SOBRE W.G. SEBALD

Una rara convergencia de opiniones se produce cada tanto en torno a la figura y la obra de un escritor. Digo rara porque ya sabemos que en nuestra época mediática ninguna unanimidad de opinión es posible. Casi nadie escapa al flujo de las comunicaciones de masas que ordenan nuestras ideas y construyen todo lo que vemos a nuestro alrededor.

Desde hace ya algunos años la obra de J.G. Sebald concita una atención inusitada que se reanima al tomar contacto con sus libros, que por razones inexplicables sus editores se empeñan en denominar “novelas”, pese a que no tienen trama ni personajes relevantes, no representan ninguna acción y, por añadidura, ni siquiera son narrativos, en un sentido cabal del término. Es decir, no cuentan nada. En torno a Sebald se articula un gusto, cosa que es también rara en esta época caracterizada por no tener gusto en absoluto. (Y no me refiero al “buen” o “mal” gusto, sino a la preferencia en general que, de tan veleidosa y volátil acaba por hacerse trivial.) La literatura contemporánea carece de los atributos de las de antaño: no tiene estilo ni forma, no se orienta de acuerdo con cánones (pace las bravatas de Harold Bloom) y no produce grandes maestros a pesar de que casi no existen autores que no hayan sido premiados, galardonados, endiosados o peraltados de una u otra manera. Es posible que haya sido esta cualidad común a la literatura contemporánea lo que ha hecho de Sebald un autor –¿cómo llamarlo?– estratégico, porque este hombre sombrío no tiene estilo ni referencia literaria. Fue un desarraigado, no muy diferente de los personajes oscuros que retrata en su libro Los emigrados. Un alemán que vivió medio enclaustrado como profesor de letras en la ciudad menos literaria que pueda imaginarse. Sólo una sospecha (una sospecha que me tiene sin cuidado y por eso no tengo la menor intención de comprobarla) me hace pensar que su desarraigo se debe a que quizá haya sido judío. Lo cual confirmaría la impresión de extraterritorialidad que dan sus escritos.

Líneas de datos —
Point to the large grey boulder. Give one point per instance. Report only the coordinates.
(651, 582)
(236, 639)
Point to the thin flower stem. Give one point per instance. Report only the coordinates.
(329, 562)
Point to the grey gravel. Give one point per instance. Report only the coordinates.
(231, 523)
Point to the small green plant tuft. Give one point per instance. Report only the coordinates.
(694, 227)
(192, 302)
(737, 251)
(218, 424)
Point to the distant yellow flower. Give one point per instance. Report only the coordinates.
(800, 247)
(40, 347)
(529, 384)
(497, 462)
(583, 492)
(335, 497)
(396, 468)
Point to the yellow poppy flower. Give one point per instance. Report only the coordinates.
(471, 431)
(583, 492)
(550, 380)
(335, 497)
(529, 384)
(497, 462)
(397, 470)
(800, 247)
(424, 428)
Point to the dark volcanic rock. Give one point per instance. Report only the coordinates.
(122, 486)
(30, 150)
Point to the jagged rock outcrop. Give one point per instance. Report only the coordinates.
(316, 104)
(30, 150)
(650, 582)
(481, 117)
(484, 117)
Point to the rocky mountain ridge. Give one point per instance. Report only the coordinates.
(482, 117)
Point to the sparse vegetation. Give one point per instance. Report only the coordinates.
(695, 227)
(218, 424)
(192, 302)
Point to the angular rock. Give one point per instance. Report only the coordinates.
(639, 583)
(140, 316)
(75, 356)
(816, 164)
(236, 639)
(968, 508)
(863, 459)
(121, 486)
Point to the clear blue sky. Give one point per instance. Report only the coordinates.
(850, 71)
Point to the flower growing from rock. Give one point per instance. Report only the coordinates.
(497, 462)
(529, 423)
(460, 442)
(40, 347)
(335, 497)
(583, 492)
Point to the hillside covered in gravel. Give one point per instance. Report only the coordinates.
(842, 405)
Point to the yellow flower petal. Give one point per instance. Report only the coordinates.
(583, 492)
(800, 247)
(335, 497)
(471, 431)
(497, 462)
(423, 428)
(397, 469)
* * *
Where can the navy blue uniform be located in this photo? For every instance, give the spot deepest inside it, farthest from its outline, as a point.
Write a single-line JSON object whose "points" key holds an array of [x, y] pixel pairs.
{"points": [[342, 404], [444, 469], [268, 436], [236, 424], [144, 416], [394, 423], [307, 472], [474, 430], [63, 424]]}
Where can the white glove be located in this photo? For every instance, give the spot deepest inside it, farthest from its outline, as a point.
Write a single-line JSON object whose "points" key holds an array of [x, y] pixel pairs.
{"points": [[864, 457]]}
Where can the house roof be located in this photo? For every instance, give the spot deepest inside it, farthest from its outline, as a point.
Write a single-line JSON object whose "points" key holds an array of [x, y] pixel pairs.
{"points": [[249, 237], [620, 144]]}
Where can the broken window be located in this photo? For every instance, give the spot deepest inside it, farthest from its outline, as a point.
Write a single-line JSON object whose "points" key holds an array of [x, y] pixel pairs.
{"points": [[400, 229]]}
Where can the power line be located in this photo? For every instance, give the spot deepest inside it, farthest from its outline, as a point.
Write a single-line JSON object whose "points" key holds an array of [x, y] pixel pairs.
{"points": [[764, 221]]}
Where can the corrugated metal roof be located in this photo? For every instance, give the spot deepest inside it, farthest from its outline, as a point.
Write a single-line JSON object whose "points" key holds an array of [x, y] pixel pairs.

Consigna — Según el texto sobre Sebald, ¿cómo se empeñan sus editores en denominar sus libros?

Respuesta — Los denominan "novelas".